## Description of the task:
Rewrite the stretch of the listing from the line containing "In which part of this frame does the blue" through the line containing "49,148 -> 81,188", changing "shipping container" to "cargo container" and leaving everything else as it is. Give only those lines.

## The records:
>>>

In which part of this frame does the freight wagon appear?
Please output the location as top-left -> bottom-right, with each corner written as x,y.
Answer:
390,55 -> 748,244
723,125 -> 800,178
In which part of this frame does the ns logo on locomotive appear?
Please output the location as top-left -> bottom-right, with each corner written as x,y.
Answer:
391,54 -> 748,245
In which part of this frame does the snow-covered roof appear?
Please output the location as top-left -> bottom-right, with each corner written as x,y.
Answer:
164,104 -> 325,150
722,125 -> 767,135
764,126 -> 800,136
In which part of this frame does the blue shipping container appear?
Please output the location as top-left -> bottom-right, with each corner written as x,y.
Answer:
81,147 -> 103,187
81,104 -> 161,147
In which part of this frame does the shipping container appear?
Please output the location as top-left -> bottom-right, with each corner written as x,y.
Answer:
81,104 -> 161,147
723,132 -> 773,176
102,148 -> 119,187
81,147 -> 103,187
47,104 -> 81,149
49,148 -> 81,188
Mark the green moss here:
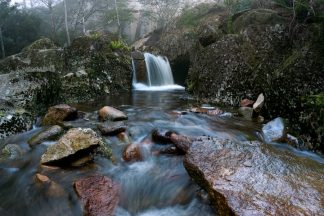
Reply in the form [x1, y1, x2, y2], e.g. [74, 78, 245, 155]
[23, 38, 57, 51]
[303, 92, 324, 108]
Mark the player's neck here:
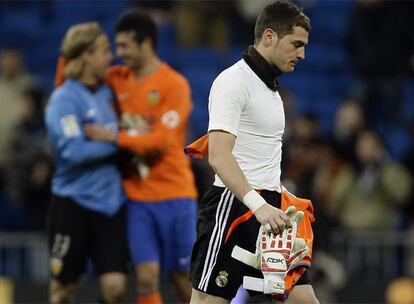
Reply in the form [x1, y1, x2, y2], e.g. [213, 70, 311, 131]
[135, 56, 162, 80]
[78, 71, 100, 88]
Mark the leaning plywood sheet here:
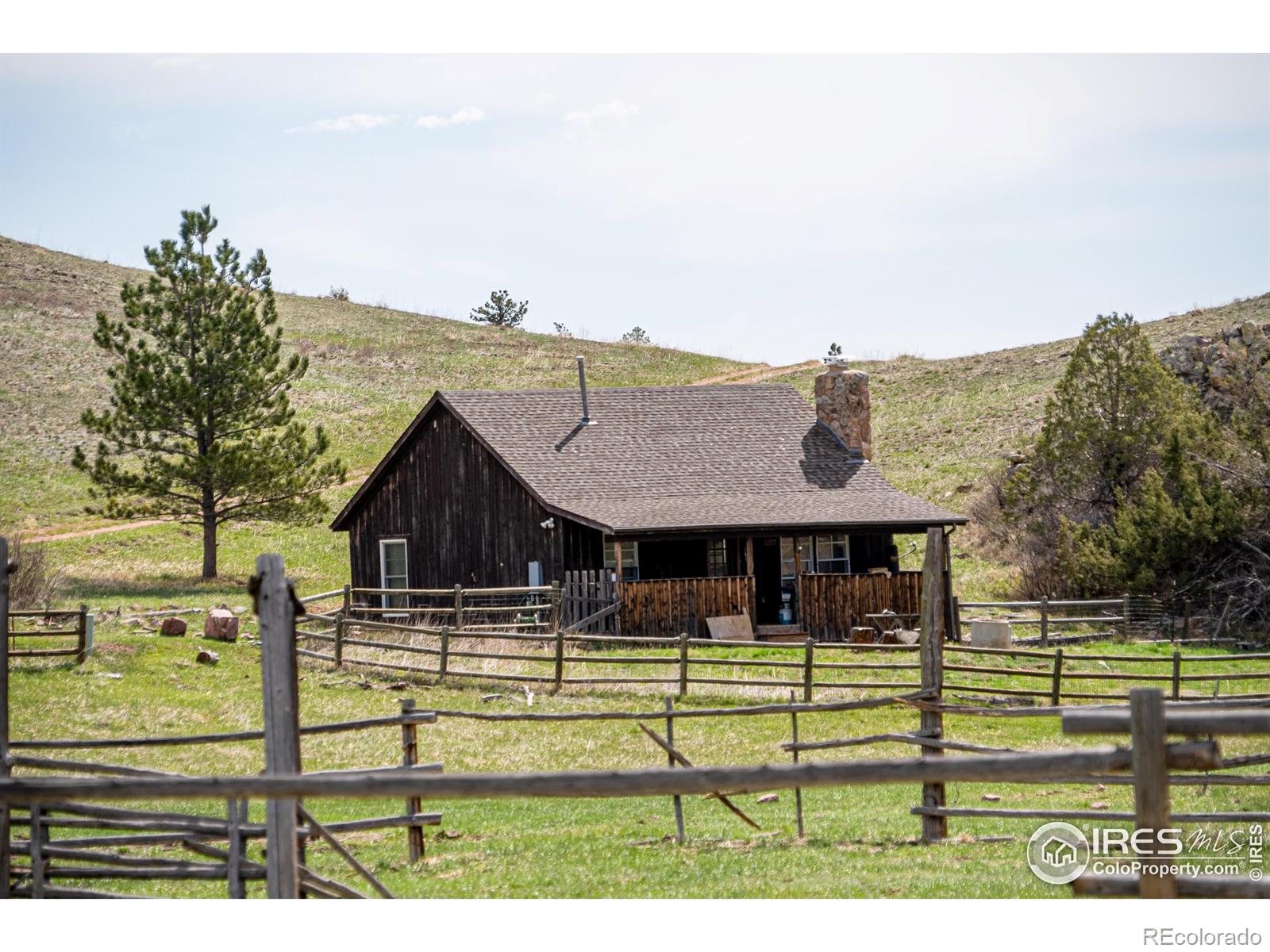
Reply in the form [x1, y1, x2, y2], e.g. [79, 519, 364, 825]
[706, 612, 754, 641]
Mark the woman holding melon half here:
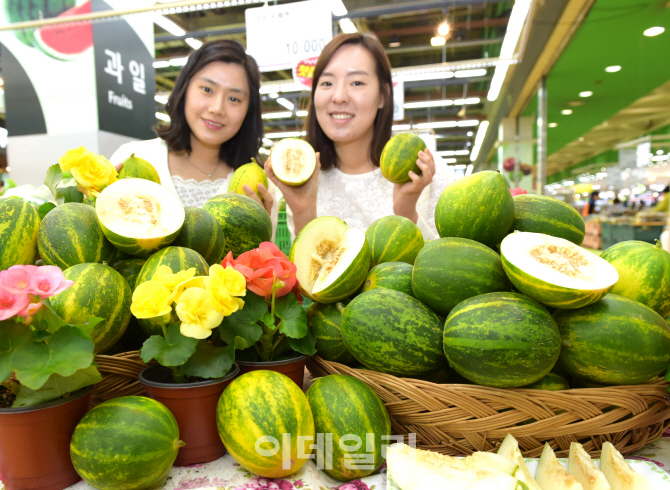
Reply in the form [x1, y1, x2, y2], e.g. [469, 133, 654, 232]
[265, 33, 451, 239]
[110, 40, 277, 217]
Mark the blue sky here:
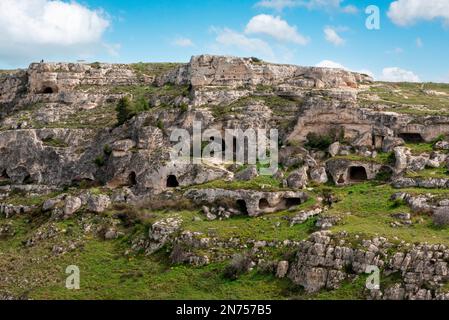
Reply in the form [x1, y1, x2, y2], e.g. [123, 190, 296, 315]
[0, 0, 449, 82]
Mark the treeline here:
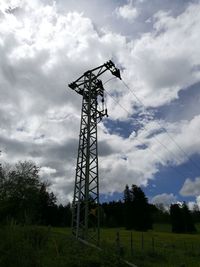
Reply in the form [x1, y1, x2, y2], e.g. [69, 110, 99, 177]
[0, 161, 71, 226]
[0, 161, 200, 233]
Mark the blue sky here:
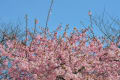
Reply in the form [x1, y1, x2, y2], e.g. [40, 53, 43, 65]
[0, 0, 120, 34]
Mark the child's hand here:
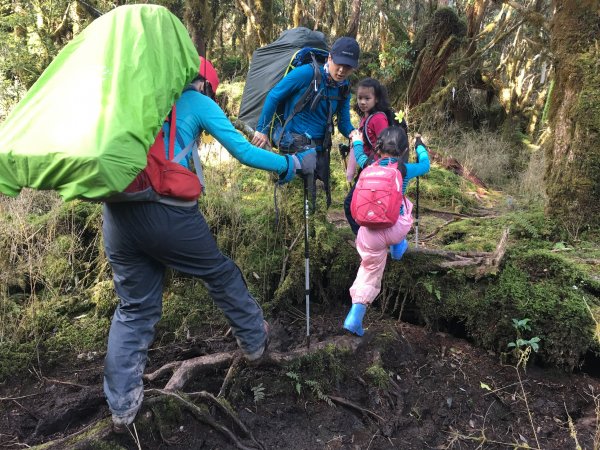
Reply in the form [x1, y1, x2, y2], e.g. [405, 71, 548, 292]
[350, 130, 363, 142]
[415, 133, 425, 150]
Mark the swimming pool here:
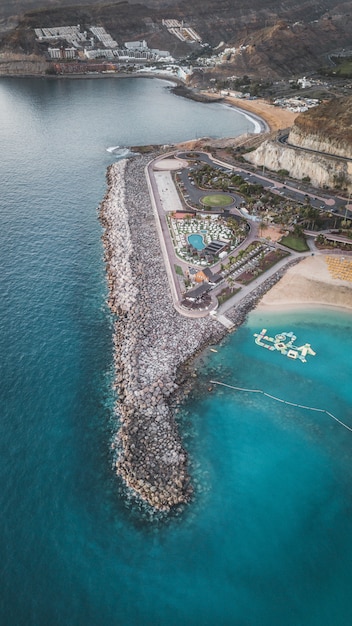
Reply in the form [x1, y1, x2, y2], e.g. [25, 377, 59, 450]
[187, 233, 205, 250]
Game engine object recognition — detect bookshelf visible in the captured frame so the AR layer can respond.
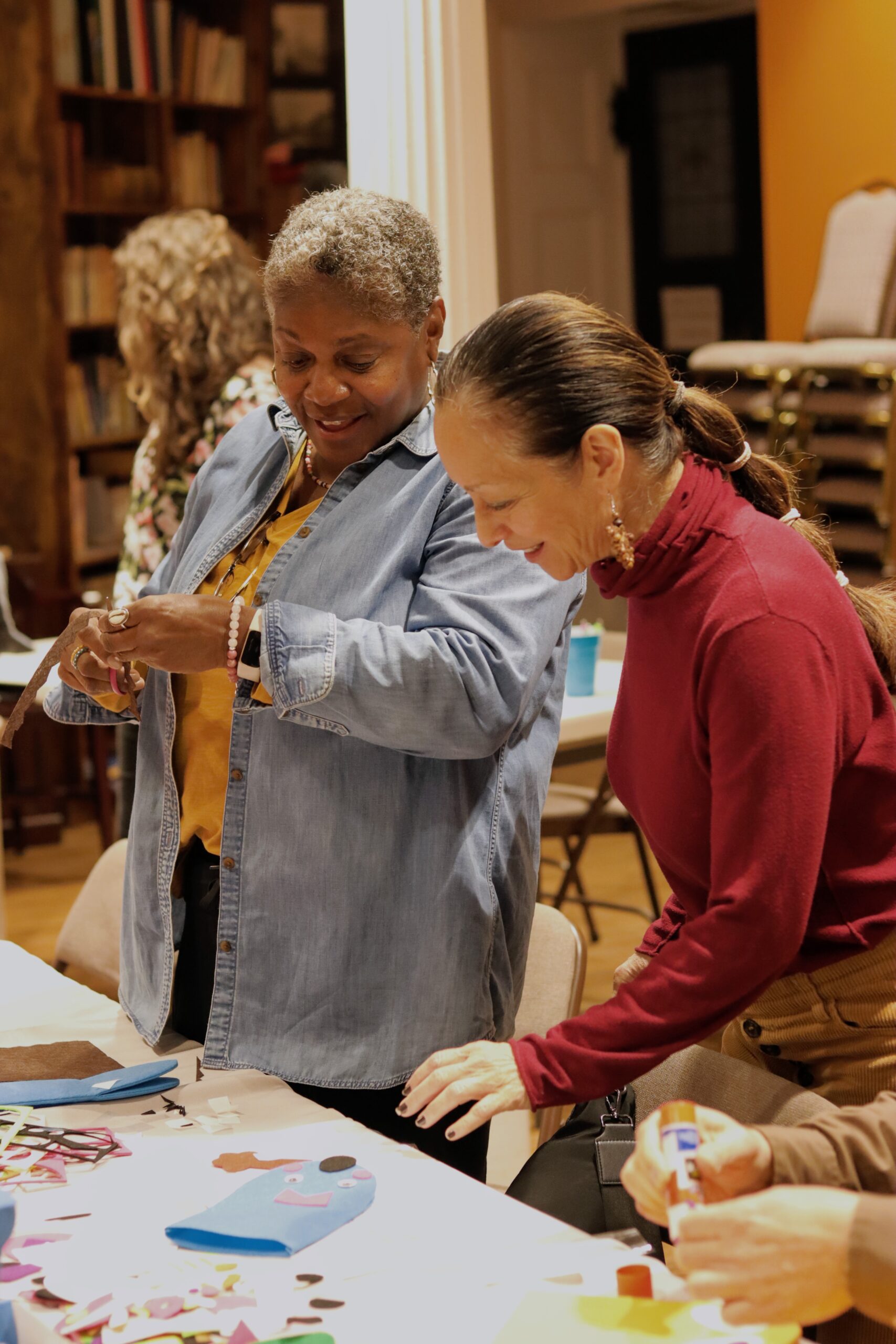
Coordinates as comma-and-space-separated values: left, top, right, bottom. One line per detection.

<<<
>>>

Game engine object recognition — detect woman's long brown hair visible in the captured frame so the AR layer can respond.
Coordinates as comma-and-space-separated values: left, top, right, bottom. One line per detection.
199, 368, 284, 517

<<<

## Answer for this exercise:
In which part of this frame does the blue cargo container appear?
Please output the location as top-left -> bottom-right, with each corner written as x,y.
Answer:
81,147 -> 103,187
81,104 -> 161,147
In which part of this frame does the cargo container appear?
Please output the location as top-left -> bottom-right, with each corner written as x,y.
Answer:
81,104 -> 161,147
723,132 -> 773,176
102,148 -> 119,187
81,147 -> 103,187
47,104 -> 81,149
49,148 -> 81,188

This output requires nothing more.